• **TASK 1**
In the records, take the lines starting with the line containing "BATCH JOB #4092 — Object class: distant" and running through the line containing "[[116, 121, 178, 131]]", and reproduce them with "distant mountain" swapped for "mountain range", leaving everything else unchanged.
---------- TEXT SECTION
Coin Change

| Apr 11, 2023 min read

Intuition

https://labuladong.gitbook.io/algo-en/iii.-algorithmic-thinking/detailsaboutbacktracking#permutation

The Problem

You are given an integer array coins representing coins of different denominations and an integer amount representing a total amount of money. Return the fewest number of coins that you need to make up that amount. If that amount of money cannot be made up by any combination of the coins, return -1. You may assume that you have an infinite number of each kind of coin.

The way the recursion tree is built is that it would try the first element as much as it can. To understand things better let’s take a look at the example when we have coins = [1,2,5] and amount = 6.

Understanding our decision tree

  1. Nodes: Understanding the subproblem
  2. Path: the selection that you want to make.
  3. Candidates: the selection you can currently make.
  4. End Condition: the condition under which you reach the bottom of the decision tree, and can no longer make a selection.

Nodes: Understanding the subproblem

We have an amount and we have several options to choose from in this case let’s not care and just choose the first one.

Building our Path / Making our Selection

How can we code the naive solution

The way the recursion tree is built is that it would try the first element as much as it can. To understand things better let’s take a look at the example when we have coins = [1,2,5] and amount = 6.

Coding the recursive solution to any question requires you to understand how to solve it through wishful thinking. That is, what is the laziest way you can solve this problem. If I wanted to be really lazy I would say I want to use the coin with value 1 to solve this problem when amount is 6. If I do that these is only a valid answer if a solution for coinChange(5) exists.

We’ll continuously pick the first element as much as we can and recursively try and solve that subproblem.

coinChange(6)
  coinChange(5)
    coinChange(4)
--------------------
• **TASK 2**
Answer these questions from the coin change article.
(a) What value should be returned if the amount cannot be made up by any combination of the coins?
(b) What coins array and amount does the worked example use?
(c) How is "Path" defined in the list describing the decision tree?
---------- WORKING DATA
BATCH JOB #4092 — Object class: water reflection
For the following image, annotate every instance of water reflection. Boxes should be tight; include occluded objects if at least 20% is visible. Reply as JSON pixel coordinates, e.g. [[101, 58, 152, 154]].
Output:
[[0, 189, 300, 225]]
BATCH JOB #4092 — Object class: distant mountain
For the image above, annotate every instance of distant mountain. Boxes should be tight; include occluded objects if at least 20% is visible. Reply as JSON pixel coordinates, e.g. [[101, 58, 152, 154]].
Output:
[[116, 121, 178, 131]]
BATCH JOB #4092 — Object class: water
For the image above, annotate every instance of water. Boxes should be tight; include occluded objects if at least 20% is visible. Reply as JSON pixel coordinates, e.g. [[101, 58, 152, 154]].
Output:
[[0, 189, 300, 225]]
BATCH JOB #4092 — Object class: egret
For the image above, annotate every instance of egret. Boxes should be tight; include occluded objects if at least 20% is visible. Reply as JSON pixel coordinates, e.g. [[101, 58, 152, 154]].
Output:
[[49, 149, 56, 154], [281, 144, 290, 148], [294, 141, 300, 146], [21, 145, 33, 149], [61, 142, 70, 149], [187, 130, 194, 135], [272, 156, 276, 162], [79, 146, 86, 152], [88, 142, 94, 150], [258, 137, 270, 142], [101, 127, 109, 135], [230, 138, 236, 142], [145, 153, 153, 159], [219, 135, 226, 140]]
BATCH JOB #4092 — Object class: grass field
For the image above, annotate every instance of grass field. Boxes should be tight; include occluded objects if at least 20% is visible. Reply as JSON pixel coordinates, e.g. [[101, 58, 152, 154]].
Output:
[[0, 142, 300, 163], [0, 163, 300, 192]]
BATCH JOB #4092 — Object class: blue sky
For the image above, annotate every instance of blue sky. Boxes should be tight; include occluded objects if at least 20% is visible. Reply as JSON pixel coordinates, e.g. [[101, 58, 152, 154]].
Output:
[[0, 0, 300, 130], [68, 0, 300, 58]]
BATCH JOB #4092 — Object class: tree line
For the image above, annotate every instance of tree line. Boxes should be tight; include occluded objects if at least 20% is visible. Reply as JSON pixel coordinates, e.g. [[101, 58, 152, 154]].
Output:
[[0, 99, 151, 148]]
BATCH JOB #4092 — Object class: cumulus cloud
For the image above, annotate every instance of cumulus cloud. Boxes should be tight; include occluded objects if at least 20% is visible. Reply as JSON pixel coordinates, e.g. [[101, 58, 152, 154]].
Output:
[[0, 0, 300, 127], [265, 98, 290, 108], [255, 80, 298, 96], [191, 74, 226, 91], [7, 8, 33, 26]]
--------------------
• **EXERCISE RESPONSE 1**
BATCH JOB #4092 — Object class: mountain range
For the image above, annotate every instance of mountain range. Boxes should be tight; include occluded objects if at least 20% is visible. Reply as JSON pixel coordinates, e.g. [[101, 58, 152, 154]].
Output:
[[116, 121, 178, 131]]

• **EXERCISE RESPONSE 2**
(a) -1
(b) coins = [1,2,5] and amount = 6
(c) The selection that you want to make.